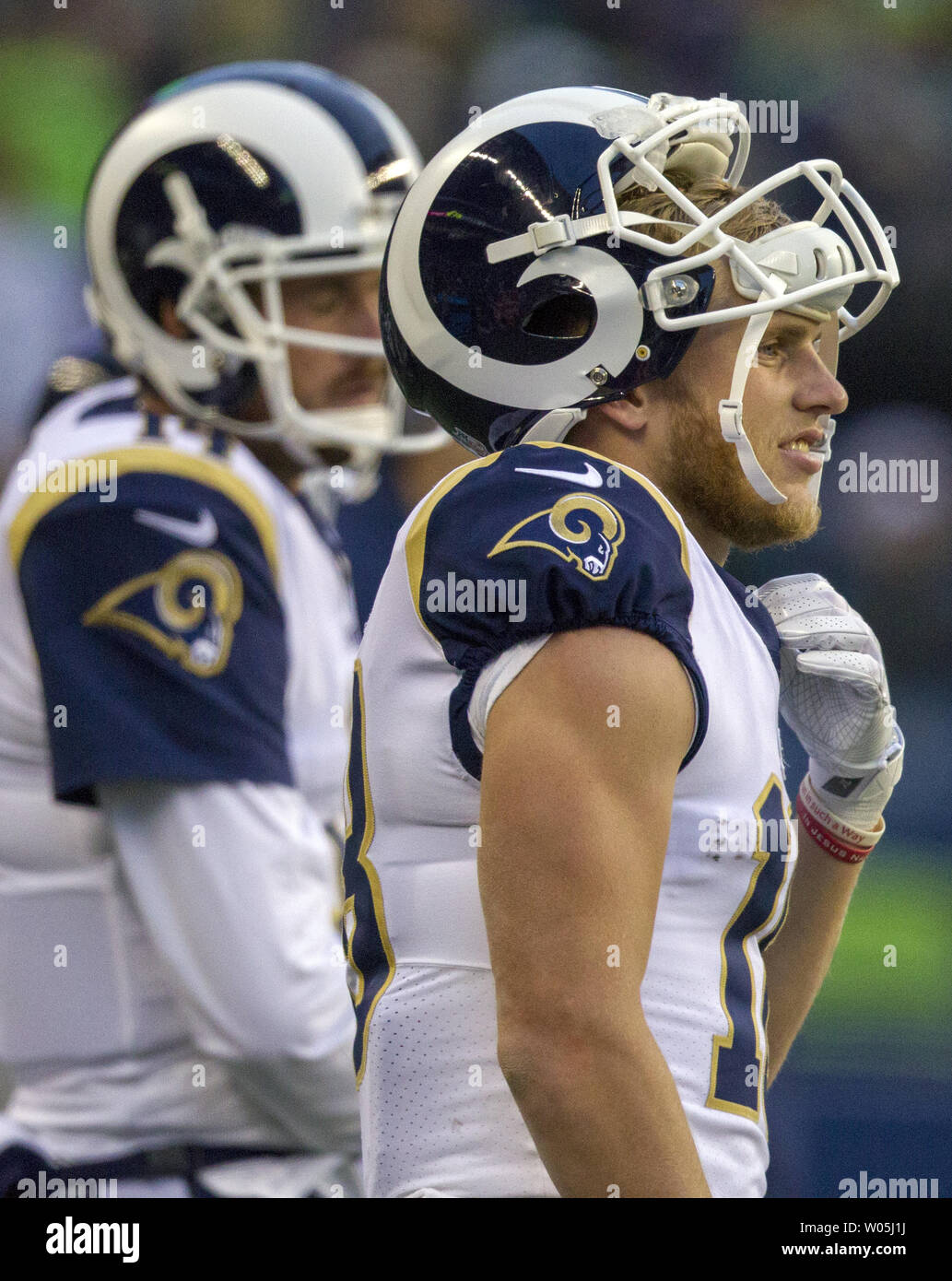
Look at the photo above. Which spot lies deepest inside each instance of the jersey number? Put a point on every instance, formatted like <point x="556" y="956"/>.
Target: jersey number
<point x="738" y="1064"/>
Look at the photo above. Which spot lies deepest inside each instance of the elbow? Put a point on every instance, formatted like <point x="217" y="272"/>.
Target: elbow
<point x="548" y="1057"/>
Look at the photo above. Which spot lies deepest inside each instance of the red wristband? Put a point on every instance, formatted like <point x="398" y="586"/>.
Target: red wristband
<point x="824" y="838"/>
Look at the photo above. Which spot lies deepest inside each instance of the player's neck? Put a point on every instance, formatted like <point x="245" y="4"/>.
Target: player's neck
<point x="269" y="453"/>
<point x="632" y="452"/>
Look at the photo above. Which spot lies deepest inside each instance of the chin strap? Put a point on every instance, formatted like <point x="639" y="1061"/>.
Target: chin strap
<point x="732" y="410"/>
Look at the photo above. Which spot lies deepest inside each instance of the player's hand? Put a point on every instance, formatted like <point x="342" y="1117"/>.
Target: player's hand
<point x="836" y="697"/>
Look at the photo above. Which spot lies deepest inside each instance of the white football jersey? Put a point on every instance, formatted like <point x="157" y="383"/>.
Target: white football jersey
<point x="173" y="615"/>
<point x="502" y="554"/>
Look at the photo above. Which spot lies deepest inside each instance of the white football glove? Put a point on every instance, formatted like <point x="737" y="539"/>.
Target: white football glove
<point x="836" y="697"/>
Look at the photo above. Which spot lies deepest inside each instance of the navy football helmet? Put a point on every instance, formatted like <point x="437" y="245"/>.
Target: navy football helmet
<point x="515" y="295"/>
<point x="246" y="176"/>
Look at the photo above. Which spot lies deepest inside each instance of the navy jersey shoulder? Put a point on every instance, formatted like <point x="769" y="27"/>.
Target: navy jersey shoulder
<point x="546" y="538"/>
<point x="148" y="582"/>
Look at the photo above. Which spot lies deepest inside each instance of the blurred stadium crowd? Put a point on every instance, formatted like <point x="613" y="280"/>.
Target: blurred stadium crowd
<point x="872" y="88"/>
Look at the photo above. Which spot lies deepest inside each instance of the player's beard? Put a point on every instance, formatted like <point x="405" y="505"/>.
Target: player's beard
<point x="705" y="476"/>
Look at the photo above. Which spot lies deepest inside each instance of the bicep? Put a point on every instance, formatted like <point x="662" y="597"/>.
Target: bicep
<point x="582" y="754"/>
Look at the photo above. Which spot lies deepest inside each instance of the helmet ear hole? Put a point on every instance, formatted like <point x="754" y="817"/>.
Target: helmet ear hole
<point x="568" y="315"/>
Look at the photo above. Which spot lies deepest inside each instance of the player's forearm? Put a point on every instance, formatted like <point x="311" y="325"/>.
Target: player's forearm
<point x="800" y="956"/>
<point x="604" y="1116"/>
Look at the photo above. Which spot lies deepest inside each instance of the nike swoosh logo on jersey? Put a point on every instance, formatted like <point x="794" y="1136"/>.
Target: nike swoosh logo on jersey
<point x="201" y="532"/>
<point x="590" y="476"/>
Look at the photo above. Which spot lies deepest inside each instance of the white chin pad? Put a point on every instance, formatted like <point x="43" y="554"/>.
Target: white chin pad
<point x="800" y="253"/>
<point x="703" y="157"/>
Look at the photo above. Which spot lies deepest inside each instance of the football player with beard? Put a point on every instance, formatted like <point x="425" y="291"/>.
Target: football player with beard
<point x="176" y="653"/>
<point x="571" y="871"/>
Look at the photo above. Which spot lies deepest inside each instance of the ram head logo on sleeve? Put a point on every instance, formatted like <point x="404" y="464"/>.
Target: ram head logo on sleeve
<point x="187" y="610"/>
<point x="582" y="529"/>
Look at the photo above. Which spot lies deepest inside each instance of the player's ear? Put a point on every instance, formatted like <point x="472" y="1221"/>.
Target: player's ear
<point x="168" y="319"/>
<point x="630" y="413"/>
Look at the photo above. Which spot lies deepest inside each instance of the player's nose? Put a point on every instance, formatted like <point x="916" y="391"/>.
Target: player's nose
<point x="819" y="390"/>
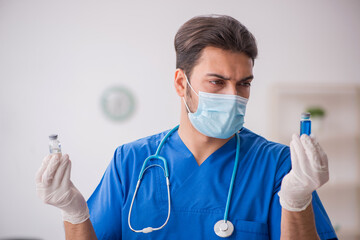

◆ Work required: Give only the number of lines above that contain the string "neck".

◆ Answer: 2